RECORDS FOR THE EXERCISE:

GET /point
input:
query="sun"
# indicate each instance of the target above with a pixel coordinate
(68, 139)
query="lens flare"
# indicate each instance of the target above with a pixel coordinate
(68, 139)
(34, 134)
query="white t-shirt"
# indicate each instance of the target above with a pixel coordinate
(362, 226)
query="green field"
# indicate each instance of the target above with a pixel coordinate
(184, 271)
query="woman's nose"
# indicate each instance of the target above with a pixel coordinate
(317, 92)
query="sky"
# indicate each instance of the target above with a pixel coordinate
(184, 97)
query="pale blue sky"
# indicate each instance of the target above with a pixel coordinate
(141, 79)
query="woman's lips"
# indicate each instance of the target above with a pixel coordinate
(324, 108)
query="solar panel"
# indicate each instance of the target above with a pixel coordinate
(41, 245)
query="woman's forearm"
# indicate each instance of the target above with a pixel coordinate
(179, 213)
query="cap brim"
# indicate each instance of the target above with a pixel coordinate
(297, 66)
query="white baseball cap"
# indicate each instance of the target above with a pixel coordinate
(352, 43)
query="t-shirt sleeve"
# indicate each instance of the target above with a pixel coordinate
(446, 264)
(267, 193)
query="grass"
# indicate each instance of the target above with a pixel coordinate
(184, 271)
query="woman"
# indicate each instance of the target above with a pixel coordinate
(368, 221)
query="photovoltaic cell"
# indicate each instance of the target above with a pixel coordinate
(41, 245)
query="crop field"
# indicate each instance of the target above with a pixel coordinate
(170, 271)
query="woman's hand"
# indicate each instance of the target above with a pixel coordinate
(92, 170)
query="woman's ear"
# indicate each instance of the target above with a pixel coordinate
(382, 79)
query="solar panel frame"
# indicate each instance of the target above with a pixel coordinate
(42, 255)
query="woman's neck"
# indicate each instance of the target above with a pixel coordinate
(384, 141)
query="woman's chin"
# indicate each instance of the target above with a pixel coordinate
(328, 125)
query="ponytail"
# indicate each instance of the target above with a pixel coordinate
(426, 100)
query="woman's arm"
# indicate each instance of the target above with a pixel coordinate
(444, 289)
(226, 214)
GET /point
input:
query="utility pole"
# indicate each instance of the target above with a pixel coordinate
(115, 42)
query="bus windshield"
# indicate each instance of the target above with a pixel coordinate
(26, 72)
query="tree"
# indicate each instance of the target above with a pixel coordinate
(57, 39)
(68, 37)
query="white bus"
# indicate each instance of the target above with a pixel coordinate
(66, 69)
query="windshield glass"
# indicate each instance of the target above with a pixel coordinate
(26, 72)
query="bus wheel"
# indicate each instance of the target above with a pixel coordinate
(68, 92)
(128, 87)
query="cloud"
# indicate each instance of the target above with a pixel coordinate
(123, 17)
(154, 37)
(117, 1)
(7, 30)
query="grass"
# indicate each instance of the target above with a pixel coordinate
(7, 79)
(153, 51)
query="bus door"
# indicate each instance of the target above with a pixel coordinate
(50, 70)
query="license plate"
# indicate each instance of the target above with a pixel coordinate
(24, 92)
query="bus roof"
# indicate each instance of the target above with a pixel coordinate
---
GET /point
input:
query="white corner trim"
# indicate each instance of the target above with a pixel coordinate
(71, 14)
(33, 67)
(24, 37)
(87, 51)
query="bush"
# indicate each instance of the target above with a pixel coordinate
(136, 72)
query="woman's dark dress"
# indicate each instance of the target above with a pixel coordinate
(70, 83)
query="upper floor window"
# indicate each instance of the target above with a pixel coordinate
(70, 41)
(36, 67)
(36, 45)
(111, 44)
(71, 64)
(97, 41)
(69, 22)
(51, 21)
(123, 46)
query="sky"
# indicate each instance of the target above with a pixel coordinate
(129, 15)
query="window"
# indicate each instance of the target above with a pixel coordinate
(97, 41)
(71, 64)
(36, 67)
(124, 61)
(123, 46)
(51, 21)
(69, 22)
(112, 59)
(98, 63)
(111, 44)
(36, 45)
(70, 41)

DIRECTIONS: Select every line in the entries above that contains the string "window".

EXERCISE RESULT:
query="upper floor window"
query="window"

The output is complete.